TASK INPUT –
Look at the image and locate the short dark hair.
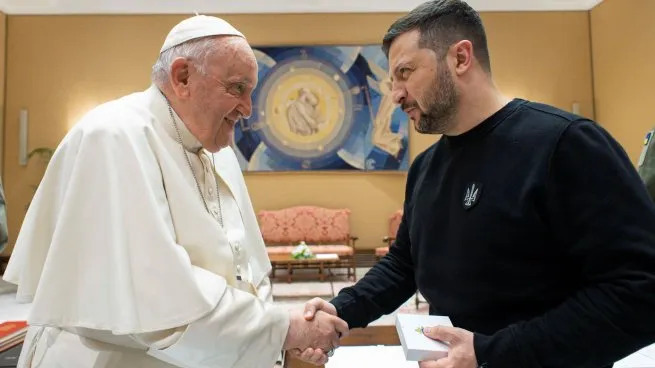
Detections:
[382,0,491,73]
* * *
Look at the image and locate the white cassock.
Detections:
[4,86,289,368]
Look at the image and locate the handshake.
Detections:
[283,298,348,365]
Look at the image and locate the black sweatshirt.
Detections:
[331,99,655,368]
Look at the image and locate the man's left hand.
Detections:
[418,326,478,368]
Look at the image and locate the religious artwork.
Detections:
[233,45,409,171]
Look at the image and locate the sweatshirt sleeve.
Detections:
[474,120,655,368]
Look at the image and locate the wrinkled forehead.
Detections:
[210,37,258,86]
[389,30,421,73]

TO DO –
Render the lines between the one holding "Look at the image and locate the handshake." and the one holding "[389,30,421,73]", inclusive, as a Markdown table with the columns Row and Line, skipping any blank lines. Put a running row number in Row and the text of each line in Line.

ANSWER TO THE TASK –
| Row | Line |
|---|---|
| 1 | Look at the image and locate the handshake. |
| 2 | Detections: |
| 3 | [283,298,348,365] |
| 4 | Look at the image and locate the black sweatshirt. |
| 5 | Detections: |
| 6 | [331,99,655,368] |
| 7 | Look at the image and locate the man's left hand. |
| 8 | Detections: |
| 9 | [418,326,478,368] |
| 10 | Look at the image and locate the religious artwork. |
| 11 | Detections: |
| 12 | [233,45,409,171] |
| 13 | Look at the image and locate the sweatshirt sleeve. |
| 14 | Detections: |
| 15 | [474,120,655,368] |
| 16 | Look at the image and locate the wrinkled forehead. |
| 17 | Detections: |
| 18 | [210,37,258,86] |
| 19 | [389,30,421,73] |